- [Page text]:
Lactobacillus acidophilus (Neo-Latin 'acid-loving milk-bacillus') is a rod-shaped, Gram-positive, homofermentative, anaerobic microbe first isolated from infant feces in the year 1900.[1] The species is commonly found in humans, specifically the gastrointestinal tract and oral cavity as well as some speciality fermented foods such as fermented milk or yogurt, though it is not the most common species for this. The species most readily grows at low pH levels (below 5.0), and has an optimum growth temperature of 37 °C. Certain strains of L. acidophilus show strong probiotic effects, and are commercially used in dairy production. The genome of L. acidophilus has been sequenced.

L. acidophilus has antagonistic effects on the growth for Staphylococcus aureus, Escherichia coli, Salmonella typhimurium, and Clostridium perfringens.[2] Out of the four organisms, Staphylococcus aureus is the most affected. Along with S. aureus, the other Gram-positive bacteria, C. perfringens, was affected more by L. acidophilus, than the two other bacteria that are Gram-negative. L. acidophilus is found to also reduce oral plaque formation by Streptococcus mutans.[3]


Lactobacillus acidophilus was first isolated from the human gastrointestinal tract in 1900 by Ernst Moro with the original name Bacillus acidophilus. Over time, there have been many changes to the methods for characterizing taxonomy of organisms, leading to the genus distinction of Lactobacillus in 1929. Complication around finding the original strain arose when multiple strains of a single isolate were given a variety of names. Most studies on L. acidophilus was focused on one particular strain, Lactobacillus acidophilus NCFM. With the large amount of information discovered about L. acidophilus NCFM, the US Food and Drug Administration has been adjudged the microbe to be an approved ingredient in beverages, dairy products, and other probiotic foods.[4]

Biological and biochemical features[edit]


Lactobacillus acidophilus image taken with a scanning electron microscope (SEM).

- [Available data]:
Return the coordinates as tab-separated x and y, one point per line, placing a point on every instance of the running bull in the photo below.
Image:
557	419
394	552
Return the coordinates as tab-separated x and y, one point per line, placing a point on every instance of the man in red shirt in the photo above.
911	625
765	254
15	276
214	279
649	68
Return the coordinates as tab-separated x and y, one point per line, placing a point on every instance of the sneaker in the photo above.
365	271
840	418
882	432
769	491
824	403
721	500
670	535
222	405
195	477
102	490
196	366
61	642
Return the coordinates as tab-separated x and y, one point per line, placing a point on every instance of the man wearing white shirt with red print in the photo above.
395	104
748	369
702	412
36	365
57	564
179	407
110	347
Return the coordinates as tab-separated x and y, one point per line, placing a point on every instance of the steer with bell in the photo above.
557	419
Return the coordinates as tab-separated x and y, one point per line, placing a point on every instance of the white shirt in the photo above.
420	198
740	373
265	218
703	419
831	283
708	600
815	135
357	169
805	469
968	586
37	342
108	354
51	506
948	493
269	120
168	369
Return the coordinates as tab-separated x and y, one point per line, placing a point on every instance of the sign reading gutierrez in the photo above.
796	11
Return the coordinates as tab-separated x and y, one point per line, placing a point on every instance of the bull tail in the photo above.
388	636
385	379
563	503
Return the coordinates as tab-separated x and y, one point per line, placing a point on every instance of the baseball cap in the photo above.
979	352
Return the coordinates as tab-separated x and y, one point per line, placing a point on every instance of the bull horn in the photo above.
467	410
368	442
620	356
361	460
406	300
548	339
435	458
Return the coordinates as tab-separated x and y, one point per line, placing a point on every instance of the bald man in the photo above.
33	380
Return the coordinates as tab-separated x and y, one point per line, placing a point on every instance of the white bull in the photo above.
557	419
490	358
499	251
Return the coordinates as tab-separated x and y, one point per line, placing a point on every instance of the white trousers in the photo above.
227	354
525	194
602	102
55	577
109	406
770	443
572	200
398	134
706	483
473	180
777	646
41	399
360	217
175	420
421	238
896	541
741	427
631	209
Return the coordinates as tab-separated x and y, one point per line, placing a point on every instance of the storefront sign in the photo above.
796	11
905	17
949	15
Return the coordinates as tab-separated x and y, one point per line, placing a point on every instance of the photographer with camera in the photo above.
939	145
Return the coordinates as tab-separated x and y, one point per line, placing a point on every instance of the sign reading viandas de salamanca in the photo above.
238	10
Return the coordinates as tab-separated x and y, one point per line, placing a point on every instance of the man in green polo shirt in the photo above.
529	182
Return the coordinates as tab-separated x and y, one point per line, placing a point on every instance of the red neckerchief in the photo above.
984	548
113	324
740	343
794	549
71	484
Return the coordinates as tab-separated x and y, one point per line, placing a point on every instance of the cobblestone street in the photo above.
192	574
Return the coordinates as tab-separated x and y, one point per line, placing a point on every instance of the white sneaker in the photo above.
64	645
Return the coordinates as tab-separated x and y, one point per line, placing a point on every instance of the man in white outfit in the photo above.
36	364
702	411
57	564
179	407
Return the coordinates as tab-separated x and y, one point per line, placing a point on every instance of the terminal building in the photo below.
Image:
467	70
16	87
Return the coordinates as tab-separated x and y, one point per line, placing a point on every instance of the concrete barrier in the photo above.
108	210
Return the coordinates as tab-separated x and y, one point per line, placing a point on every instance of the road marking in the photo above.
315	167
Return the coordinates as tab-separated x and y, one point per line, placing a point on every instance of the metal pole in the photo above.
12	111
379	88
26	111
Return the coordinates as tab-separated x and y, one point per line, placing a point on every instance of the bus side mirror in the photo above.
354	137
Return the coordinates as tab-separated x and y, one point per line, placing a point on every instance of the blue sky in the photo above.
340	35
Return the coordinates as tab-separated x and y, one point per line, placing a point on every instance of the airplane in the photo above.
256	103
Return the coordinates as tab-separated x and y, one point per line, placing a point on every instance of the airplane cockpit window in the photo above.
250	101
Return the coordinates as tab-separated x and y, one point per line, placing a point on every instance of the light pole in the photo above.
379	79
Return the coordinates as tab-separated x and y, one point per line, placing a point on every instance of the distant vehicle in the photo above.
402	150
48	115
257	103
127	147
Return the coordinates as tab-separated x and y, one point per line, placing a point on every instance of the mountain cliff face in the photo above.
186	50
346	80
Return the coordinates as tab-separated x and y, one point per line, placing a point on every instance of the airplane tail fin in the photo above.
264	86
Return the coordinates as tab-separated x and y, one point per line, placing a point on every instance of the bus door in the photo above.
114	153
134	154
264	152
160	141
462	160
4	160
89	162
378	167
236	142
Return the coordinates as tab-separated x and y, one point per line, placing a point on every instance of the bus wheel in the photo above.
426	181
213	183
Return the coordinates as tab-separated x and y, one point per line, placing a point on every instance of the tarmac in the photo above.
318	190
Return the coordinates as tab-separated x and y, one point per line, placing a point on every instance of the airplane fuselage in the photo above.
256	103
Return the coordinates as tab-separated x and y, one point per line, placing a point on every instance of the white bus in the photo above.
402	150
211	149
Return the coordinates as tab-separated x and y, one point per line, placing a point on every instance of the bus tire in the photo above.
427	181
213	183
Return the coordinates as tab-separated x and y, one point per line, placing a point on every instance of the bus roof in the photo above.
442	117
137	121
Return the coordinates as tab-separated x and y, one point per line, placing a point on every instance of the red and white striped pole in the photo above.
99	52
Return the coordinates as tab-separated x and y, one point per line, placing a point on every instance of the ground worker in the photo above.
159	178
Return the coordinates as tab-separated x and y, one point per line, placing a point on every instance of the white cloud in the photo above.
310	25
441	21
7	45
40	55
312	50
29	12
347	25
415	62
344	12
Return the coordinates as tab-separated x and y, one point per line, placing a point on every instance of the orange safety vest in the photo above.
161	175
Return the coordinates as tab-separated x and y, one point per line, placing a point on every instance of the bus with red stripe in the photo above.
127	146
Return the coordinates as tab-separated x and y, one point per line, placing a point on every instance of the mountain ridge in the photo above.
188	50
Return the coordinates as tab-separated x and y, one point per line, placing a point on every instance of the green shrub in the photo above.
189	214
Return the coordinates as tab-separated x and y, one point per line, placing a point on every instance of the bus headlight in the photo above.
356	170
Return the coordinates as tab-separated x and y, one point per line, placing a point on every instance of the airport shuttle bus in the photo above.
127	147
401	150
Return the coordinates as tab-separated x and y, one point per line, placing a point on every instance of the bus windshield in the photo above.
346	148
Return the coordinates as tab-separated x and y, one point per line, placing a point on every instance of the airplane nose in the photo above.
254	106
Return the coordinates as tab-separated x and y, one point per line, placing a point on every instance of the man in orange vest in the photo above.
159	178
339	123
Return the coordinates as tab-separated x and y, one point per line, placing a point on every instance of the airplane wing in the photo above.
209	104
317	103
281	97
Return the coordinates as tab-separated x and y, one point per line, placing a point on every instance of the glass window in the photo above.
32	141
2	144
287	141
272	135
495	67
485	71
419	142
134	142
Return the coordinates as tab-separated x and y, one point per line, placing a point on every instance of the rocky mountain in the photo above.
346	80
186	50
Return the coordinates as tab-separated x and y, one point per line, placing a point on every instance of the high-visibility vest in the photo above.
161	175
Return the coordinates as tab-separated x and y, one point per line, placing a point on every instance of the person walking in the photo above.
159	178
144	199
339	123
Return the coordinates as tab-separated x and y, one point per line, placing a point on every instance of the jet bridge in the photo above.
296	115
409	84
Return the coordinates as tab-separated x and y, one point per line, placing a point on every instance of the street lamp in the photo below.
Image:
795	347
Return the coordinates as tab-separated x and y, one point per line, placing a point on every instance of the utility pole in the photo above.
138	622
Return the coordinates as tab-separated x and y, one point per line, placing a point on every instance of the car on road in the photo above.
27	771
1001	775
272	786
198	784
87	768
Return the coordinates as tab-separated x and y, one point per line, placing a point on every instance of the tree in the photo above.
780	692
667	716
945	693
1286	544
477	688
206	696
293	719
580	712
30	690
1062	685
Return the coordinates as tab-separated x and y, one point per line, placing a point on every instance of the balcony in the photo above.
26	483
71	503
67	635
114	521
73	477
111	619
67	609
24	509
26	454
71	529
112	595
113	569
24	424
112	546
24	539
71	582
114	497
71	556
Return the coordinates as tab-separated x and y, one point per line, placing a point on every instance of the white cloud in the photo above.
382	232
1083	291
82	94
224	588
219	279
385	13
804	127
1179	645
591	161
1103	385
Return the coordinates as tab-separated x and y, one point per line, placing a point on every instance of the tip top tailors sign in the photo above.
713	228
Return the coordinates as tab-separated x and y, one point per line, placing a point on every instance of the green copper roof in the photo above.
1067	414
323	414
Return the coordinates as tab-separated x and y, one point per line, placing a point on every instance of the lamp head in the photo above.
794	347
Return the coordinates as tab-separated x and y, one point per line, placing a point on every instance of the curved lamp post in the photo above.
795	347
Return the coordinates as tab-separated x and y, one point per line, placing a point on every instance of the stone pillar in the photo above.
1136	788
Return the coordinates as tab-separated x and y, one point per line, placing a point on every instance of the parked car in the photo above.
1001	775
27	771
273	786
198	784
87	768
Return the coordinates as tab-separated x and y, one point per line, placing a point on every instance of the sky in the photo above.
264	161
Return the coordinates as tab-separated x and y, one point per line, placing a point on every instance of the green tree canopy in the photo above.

- [Questions]:
a – Who first isolated the microbe described in the Lactobacillus acidophilus text, and under what original name?
b – From the Lactobacillus acidophilus text, reproduce the passage between "Lactobacillus acidophilus (Neo-Latin" and "has been sequenced.", inclusive.
Rely on the text alone.

- [Response list]:
a – Ernst Moro first isolated it, under the name Bacillus acidophilus.

b –
Lactobacillus acidophilus (Neo-Latin 'acid-loving milk-bacillus') is a rod-shaped, Gram-positive, homofermentative, anaerobic microbe first isolated from infant feces in the year 1900.[1] The species is commonly found in humans, specifically the gastrointestinal tract and oral cavity as well as some speciality fermented foods such as fermented milk or yogurt, though it is not the most common species for this. The species most readily grows at low pH levels (below 5.0), and has an optimum growth temperature of 37 °C. Certain strains of L. acidophilus show strong probiotic effects, and are commercially used in dairy production. The genome of L. acidophilus has been sequenced.